◆ **Excerto da página**:
########################################

Festival Internacional de Cinema de
Cannes
Nanni Moretti a caminho da
Palma de Ouro
Do nosso enviado Vasco
Câmara, em Cannes
Quinta-feira, 17 de Maio de 2001
Em "La stanza del figlio", é um pai que vive a perda da
morte de um filho.
Continua obsessivo. Não
largou o microfone, bateu nele porque não saía som, enroscou
várias vezes uma garrafa de água, voltou ao microfone e quase
se irritou porque não havia tradução simultânea em italiano
para as perguntas que, na conferência de imprensa, lhe eram
dirigidas em inglês ou em francês. "E falo eu tão a bem a
toda a gente sobre o Festival de Cannes...", atirou Nanni
Moretti. Parecia mesmo um filme de Nanni Moretti.
Nanni acabava, nessa altura,
de receber uma ovação digna da Palma de Ouro, o que já era
esperado com o rumor (sucesso de público e de crítica e prémios
em Itália) e a ofensiva mediática que chegaram a Cannes primeiro
do que "La stanza del figlio"/ "O Quarto do Filho", o filme.
"Chegou a hora de interpretar
um psicanalista", explicava ele na conferência. Ou seja, interpretar
aquele tipo de personagem sobre a qual ele dirigiria a sua
irritação se fosse nos filmes anteriores. "É uma personagem
mais adulta em relação a outras que interpretei. Mudei como
realizador porque mudei como pessoa. Quis interpretar uma
personagem que, embora com tiques, manias, obsessões, soubesse
escutar os outros".
É a declaração oficial
da mudança, materializada no filme que, toda a gente diz,
é o filme de um Nanni maduro. Que não quer ser já o director
da vida das outras pessoas. Que não quer só falar obsessivamente
das suas neuroses - aliás, como psiquiatra agora tem é de
cuidar da neurose dos outros.
No filme, chama-se Giovanni.
Gosta de desporto, bebe o inevitável copo de água, fala em
ir ao cinema e não gosta quando não lhe prestam atenção -
ainda razoavelmente narcisista. Realmente, quando passa na
rua uma troupe de hare-krishna, Giovanni não se insurge, como
se poderia esperar, nem ironiza, até participa no desfile.
E a política e a motoreta ficaram de fora. Só interessa a
família.
Mas tudo é ainda "morettiano",
as imagens a desfilarem como um esboço, um caderno de apontamentos
no ecrã. Até conhecermos o resto da família: mulher (Laura
Morante) e dois filhos. E os pacientes do psiquiatra. É uma
família feliz, mas o filme aqui já mudou de tom. Laura Morante,
que trabalhara com Moretti em "Sogni di Oro" e em "Bianca",
diz que este é um "filme mais clássico". Que foi rodado com
"extremo cuidado" e "honestidade, o que não está na moda em
Itália" - acrescente-se também, com "pudor". Por causa da
morte.

########################################

◆ **Excerto dos registos**:
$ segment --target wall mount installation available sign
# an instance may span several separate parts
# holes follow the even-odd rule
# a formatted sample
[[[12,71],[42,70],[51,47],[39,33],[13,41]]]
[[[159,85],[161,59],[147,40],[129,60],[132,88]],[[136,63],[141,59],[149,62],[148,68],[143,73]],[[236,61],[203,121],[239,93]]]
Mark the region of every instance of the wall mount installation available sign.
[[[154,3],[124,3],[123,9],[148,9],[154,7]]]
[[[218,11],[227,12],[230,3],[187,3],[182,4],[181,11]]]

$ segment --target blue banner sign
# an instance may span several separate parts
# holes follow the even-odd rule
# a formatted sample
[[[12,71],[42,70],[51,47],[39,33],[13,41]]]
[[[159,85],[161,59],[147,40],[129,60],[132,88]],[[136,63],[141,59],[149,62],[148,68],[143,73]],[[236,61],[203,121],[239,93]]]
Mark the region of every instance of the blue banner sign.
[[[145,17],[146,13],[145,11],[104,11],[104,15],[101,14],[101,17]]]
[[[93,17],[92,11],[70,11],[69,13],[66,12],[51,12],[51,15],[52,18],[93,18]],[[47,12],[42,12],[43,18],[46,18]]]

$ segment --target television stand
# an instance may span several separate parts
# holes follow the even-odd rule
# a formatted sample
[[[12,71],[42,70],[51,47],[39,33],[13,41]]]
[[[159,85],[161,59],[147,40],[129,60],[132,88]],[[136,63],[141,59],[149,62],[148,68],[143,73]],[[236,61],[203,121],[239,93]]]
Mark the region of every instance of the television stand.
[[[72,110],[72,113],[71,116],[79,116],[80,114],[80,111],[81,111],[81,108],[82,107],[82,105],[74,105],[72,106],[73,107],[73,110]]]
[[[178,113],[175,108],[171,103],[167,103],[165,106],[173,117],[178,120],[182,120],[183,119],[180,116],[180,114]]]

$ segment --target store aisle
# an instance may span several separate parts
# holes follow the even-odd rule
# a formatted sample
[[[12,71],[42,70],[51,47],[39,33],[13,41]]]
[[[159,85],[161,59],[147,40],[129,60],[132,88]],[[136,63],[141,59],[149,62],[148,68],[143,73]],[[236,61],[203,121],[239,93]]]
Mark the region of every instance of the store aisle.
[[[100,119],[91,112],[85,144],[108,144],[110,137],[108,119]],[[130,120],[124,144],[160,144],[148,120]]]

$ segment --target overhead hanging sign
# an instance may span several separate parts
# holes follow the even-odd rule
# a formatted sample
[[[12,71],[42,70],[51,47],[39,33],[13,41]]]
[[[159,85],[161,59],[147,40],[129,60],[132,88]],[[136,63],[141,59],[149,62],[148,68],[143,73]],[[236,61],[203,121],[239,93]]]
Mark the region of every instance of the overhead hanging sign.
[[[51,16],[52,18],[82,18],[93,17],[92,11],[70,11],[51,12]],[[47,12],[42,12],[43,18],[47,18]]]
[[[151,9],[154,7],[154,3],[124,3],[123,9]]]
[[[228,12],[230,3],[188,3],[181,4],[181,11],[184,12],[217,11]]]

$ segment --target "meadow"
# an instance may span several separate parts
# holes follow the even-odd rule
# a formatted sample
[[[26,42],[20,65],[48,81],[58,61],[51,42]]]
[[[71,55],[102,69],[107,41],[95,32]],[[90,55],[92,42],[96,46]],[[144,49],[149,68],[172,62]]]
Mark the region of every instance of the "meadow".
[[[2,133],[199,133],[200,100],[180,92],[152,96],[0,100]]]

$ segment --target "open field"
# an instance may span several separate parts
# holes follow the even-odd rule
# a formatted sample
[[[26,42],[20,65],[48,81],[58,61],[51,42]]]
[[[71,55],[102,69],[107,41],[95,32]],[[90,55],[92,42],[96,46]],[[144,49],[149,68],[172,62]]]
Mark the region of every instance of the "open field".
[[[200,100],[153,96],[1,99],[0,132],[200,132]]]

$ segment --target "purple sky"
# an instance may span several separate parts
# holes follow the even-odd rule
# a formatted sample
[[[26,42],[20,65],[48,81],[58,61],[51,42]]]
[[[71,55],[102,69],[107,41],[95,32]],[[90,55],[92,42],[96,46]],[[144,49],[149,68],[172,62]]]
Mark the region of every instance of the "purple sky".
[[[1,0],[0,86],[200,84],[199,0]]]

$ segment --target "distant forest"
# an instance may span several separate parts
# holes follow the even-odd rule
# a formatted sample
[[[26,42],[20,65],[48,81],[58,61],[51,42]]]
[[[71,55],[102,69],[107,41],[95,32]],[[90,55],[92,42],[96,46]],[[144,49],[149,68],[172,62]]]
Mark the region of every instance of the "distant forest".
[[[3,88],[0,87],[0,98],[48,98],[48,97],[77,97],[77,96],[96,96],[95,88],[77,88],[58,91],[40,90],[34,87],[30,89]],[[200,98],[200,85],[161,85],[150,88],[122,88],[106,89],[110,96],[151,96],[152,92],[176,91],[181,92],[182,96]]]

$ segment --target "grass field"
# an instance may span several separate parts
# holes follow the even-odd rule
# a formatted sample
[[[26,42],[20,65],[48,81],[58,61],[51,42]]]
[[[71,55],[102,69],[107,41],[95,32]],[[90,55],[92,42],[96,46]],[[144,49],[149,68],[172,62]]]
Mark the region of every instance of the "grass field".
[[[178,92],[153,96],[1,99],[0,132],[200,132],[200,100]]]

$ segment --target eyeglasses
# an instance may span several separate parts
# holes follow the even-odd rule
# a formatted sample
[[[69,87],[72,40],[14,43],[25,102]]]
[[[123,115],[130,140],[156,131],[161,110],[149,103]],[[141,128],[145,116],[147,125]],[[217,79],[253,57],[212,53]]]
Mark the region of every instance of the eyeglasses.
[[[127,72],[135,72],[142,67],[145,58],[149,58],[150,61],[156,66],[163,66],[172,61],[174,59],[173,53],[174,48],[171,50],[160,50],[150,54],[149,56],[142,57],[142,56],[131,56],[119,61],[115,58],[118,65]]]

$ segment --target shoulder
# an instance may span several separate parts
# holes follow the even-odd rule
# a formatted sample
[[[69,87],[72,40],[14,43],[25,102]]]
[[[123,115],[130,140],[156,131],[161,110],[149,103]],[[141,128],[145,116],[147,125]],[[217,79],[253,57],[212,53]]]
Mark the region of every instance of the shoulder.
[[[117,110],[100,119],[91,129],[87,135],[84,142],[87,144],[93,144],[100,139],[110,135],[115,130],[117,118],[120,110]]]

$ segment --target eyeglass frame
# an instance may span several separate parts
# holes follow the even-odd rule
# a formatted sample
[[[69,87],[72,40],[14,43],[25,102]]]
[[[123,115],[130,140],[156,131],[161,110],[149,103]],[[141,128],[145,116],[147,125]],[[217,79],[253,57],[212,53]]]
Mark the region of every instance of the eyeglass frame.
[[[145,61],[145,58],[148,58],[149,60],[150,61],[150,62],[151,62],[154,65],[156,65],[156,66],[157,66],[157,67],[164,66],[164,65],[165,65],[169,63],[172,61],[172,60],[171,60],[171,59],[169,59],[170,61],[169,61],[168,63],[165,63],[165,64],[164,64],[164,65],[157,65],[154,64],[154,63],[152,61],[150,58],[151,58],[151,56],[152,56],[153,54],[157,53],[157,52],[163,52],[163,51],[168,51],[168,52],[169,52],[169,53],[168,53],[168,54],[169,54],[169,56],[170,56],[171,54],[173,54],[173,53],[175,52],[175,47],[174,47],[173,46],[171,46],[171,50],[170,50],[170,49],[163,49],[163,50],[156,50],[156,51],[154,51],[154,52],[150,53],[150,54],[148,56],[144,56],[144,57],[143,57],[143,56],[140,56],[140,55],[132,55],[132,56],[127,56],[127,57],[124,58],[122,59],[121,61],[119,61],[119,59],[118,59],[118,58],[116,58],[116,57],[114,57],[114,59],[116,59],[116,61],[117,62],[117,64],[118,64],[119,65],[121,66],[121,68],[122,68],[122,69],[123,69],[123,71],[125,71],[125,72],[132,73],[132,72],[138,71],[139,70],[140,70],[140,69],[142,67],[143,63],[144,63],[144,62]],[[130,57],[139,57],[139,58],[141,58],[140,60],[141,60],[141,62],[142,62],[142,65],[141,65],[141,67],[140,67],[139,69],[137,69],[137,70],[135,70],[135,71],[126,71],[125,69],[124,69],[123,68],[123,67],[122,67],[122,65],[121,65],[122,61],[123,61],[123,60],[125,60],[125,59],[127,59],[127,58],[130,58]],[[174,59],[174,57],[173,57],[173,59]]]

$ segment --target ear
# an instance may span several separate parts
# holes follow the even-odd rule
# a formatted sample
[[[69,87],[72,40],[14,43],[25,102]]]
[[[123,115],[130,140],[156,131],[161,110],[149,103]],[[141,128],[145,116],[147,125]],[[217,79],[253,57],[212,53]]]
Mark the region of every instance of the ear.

########################################

◆ **Tarefas**:
a) Indique todas as línguas mencionadas na notícia sobre Nanni Moretti em Cannes.
b) Transcreva o trecho da notícia sobre Nanni Moretti que vai de "Festival Internacional de" até "de um filho.".
c) Prolongue a notícia sobre Nanni Moretti em Cannes a partir do ponto em que termina.

◆ **Respostas por ordem**:
a) italiano, inglês, francês

b)
Festival Internacional de Cinema de
Cannes
Nanni Moretti a caminho da
Palma de Ouro
Do nosso enviado Vasco
Câmara, em Cannes
Quinta-feira, 17 de Maio de 2001
Em "La stanza del figlio", é um pai que vive a perda da
morte de um filho.

c)
Há uma morte na família,
a do filho. "O Quarto do Filho" é o melodrama dessa dor, a
partir de um facto irremediável. Lá está a cena do caixão
a ser lacrado e aparafusado. Há quem se vá abaixo em lágrimas
ao ver este pormenor absolutamente laico, sem apelo à transcendência,
essencial e simples. Como a morte. O que fazer depois dela?
É essa a história desta família de Ancona: cada um para o
seu lado. "A dor, ao contrário do que se diz, não une as pessoas,
separa-as", diz Nanni. Em Cannes, ficaram todos emocionalmente
presos a esta família.
No centro da deriva está
Giovanni/Nanni. Obsessivo, repete na memória as últimas imagens
do filho, o momento em que poderia ter ido com ele fazer "jogging"
em vez de o deixar ir mergulhar - e morrer no mar. Giovanni
quer voltar atrás e alterar o destino. Nesse aspecto, diz
Nanni, é exactamente como ele.
O que há de novo, então?
O que é que se perdeu de Nanni e se ganhou com Giovanni? Continua
a ser Nanni. O tom é que é diferente. É Nanni a experimentar-se
noutro formato. Titubeante, apalpando a maneira de fazer mais
narrativo e de reconhecer a existência de outras personagens.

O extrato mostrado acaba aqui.